>>>
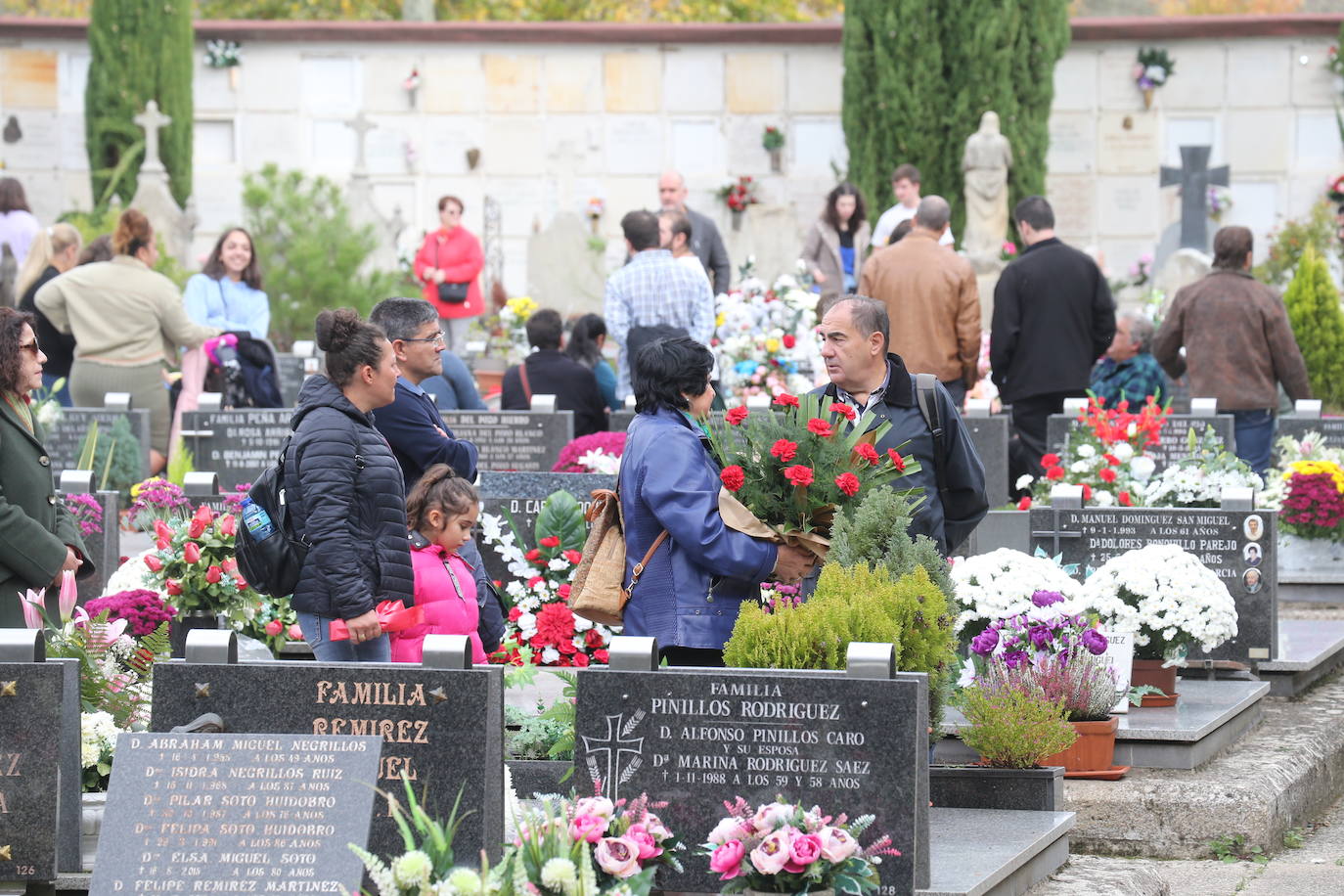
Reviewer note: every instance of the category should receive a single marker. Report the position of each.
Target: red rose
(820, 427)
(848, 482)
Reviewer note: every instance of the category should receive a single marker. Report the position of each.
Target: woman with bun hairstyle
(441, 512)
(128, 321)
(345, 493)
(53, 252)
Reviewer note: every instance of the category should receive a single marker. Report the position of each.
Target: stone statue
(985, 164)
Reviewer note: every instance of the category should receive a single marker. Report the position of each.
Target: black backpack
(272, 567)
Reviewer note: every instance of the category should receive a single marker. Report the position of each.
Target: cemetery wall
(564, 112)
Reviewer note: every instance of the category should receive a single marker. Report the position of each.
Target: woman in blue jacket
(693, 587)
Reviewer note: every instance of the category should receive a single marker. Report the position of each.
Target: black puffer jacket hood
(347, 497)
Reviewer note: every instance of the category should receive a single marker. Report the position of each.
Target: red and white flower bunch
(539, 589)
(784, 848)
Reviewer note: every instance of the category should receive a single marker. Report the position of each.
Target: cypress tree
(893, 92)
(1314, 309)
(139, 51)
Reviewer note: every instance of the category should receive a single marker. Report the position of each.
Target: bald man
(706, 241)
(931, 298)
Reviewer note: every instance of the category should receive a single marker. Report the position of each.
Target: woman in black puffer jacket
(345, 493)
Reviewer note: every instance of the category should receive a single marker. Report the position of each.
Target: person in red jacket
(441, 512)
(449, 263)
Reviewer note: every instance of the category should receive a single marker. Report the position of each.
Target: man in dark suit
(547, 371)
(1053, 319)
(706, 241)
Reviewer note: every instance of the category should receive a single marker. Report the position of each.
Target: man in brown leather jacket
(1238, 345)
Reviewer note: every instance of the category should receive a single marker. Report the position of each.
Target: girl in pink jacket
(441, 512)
<<<
>>>
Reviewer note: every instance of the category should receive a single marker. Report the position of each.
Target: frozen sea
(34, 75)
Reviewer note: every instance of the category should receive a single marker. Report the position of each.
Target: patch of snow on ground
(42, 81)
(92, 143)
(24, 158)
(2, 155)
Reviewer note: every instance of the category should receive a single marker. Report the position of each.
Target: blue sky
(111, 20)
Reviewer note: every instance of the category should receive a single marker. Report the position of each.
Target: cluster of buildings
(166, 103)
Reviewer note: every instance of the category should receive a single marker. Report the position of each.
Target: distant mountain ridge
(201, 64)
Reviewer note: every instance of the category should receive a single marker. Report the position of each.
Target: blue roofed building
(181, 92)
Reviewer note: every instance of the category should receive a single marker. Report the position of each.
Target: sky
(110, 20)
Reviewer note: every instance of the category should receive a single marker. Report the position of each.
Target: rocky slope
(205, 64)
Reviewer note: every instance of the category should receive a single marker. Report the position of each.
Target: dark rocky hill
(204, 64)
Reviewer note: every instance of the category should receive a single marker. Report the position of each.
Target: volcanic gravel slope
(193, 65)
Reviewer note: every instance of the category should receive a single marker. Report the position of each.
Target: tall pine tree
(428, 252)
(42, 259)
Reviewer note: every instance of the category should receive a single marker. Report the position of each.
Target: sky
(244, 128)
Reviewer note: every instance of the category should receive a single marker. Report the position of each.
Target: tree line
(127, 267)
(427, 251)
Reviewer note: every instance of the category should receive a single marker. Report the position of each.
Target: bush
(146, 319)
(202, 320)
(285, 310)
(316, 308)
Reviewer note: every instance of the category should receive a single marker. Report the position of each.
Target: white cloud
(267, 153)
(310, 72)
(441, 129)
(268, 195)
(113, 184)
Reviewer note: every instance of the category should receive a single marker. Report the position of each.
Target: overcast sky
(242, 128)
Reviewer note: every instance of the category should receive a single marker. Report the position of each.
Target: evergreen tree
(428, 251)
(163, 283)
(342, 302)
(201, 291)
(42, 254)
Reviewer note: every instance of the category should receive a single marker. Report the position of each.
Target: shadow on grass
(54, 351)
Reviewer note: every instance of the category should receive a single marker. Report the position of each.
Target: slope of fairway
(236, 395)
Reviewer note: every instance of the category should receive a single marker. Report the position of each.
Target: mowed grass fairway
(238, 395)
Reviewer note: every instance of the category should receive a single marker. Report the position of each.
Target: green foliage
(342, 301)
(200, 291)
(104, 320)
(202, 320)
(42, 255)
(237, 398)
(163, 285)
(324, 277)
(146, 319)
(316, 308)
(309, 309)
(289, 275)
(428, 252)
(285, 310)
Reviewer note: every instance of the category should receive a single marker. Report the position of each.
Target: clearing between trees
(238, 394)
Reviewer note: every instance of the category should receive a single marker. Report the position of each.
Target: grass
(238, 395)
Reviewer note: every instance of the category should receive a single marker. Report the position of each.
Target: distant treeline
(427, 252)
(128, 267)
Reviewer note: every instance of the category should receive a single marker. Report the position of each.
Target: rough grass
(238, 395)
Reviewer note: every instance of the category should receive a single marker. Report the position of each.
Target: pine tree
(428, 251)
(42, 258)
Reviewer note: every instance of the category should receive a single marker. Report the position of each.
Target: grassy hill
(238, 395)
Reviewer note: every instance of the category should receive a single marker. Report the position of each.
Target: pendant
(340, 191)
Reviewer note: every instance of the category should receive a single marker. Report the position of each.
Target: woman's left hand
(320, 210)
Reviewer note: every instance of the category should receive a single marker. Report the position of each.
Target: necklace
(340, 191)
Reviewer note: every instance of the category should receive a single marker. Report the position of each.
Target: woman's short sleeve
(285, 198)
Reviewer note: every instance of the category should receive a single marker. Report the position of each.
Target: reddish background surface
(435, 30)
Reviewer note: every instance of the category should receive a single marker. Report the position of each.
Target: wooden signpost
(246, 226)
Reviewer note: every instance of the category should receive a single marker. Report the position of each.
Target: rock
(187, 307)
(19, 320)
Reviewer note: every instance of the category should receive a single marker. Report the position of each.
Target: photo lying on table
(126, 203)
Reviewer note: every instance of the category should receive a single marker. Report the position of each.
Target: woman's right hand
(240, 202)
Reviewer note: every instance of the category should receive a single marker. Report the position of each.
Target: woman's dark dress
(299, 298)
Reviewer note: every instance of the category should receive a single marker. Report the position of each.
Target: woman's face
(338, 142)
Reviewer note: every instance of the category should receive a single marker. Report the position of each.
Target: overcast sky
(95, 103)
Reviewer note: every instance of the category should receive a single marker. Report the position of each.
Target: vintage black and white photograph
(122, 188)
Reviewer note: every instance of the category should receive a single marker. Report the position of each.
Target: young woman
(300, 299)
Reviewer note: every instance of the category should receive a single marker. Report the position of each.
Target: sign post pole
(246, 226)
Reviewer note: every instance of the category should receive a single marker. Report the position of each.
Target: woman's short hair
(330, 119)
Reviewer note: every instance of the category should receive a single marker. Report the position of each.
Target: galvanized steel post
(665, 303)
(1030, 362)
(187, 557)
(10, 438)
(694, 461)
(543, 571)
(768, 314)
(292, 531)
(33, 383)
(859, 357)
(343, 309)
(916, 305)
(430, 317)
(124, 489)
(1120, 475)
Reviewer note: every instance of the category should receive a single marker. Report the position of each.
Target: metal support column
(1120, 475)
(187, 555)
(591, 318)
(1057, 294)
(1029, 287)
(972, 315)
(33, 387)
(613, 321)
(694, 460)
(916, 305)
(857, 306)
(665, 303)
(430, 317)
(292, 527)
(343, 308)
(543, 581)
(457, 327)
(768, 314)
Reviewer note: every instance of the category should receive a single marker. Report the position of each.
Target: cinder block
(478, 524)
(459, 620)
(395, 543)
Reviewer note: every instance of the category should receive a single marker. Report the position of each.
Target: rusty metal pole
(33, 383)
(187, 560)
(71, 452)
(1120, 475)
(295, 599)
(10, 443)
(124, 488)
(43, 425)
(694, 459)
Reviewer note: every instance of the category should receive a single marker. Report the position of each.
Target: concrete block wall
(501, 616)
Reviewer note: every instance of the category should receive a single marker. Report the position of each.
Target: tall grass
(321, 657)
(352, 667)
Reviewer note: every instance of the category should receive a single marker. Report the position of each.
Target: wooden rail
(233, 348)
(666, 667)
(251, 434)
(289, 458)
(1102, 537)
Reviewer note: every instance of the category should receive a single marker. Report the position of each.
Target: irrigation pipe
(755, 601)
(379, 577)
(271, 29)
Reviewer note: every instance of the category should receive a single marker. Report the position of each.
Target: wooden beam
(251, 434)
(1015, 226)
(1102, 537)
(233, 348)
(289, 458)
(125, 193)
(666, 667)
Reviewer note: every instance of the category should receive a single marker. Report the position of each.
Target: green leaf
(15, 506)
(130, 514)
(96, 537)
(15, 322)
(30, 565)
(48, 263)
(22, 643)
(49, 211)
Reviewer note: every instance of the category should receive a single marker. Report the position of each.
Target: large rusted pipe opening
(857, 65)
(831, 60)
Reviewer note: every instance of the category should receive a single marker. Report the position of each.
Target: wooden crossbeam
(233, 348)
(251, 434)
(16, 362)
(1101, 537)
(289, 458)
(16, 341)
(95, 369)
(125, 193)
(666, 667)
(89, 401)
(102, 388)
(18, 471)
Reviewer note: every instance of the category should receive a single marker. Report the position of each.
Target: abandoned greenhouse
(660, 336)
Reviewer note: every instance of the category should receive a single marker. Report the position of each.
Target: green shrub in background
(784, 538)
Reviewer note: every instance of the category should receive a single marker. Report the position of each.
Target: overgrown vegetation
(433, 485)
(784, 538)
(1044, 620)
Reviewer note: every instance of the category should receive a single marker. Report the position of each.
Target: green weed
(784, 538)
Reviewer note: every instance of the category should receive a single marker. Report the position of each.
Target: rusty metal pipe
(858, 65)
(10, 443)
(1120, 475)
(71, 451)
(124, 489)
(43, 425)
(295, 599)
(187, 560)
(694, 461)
<<<
Task directions:
Locate every line in the records that contains the word "dark", and copy each of those lines in full.

Result below:
Target: man in dark suit
Target: dark rocky hill
Target: woman's dark dress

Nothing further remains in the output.